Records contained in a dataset
BEGIN

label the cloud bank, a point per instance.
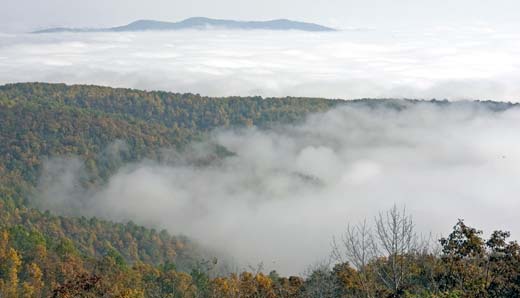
(453, 63)
(286, 191)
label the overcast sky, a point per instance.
(27, 15)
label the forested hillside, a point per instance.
(47, 255)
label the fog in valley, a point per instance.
(285, 192)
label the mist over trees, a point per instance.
(104, 130)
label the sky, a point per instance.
(443, 164)
(28, 15)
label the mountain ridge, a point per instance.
(200, 23)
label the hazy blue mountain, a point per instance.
(201, 24)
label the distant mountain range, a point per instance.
(200, 24)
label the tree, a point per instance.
(381, 254)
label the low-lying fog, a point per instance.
(444, 62)
(287, 191)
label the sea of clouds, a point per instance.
(287, 191)
(444, 62)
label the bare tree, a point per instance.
(395, 239)
(383, 253)
(356, 247)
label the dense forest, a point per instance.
(48, 255)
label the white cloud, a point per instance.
(287, 191)
(442, 63)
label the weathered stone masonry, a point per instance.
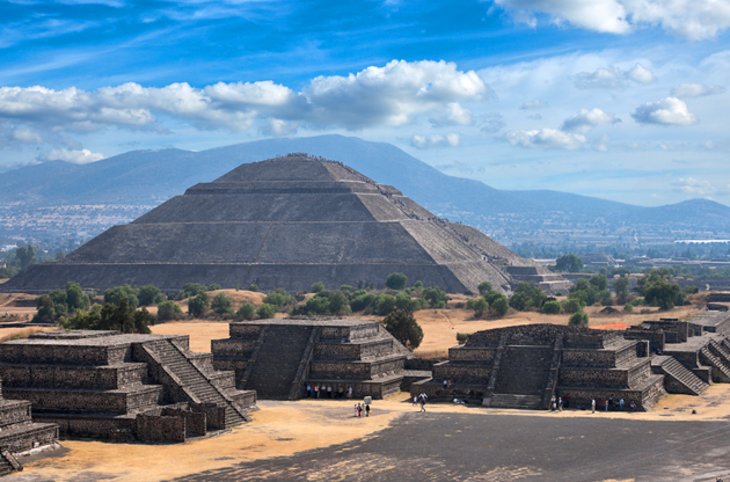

END

__WORK TO COMPLETE__
Your reply should consist of the data, transcribed exactly, and should hold no pictures.

__ANSWER TO THE EXERCISE__
label the cloud bank, a point per instance.
(453, 63)
(286, 191)
label the overcast sky, a point per instance.
(27, 15)
label the forested hillside, a point per instance.
(47, 255)
label the fog in valley, a point per instance.
(285, 192)
label the mist over trees, a point per instance.
(104, 130)
label the sky, a point per instance.
(443, 164)
(28, 15)
label the mountain ridge, a point per instance.
(200, 23)
label the hazy blue mountain, a point per instance.
(201, 24)
label the distant mountain range, a point per instance.
(200, 24)
label the tree, a point per instance.
(381, 254)
label the low-lying fog, a point per instance.
(444, 62)
(287, 191)
label the sea of clouds, a point per instance.
(287, 191)
(444, 62)
label the bare tree, a point per instance.
(395, 239)
(383, 253)
(356, 247)
label the dense forest, a point per instance.
(48, 255)
label the white cloud, a point per instance.
(287, 191)
(442, 63)
label the weathered stone masonry, a point per instance.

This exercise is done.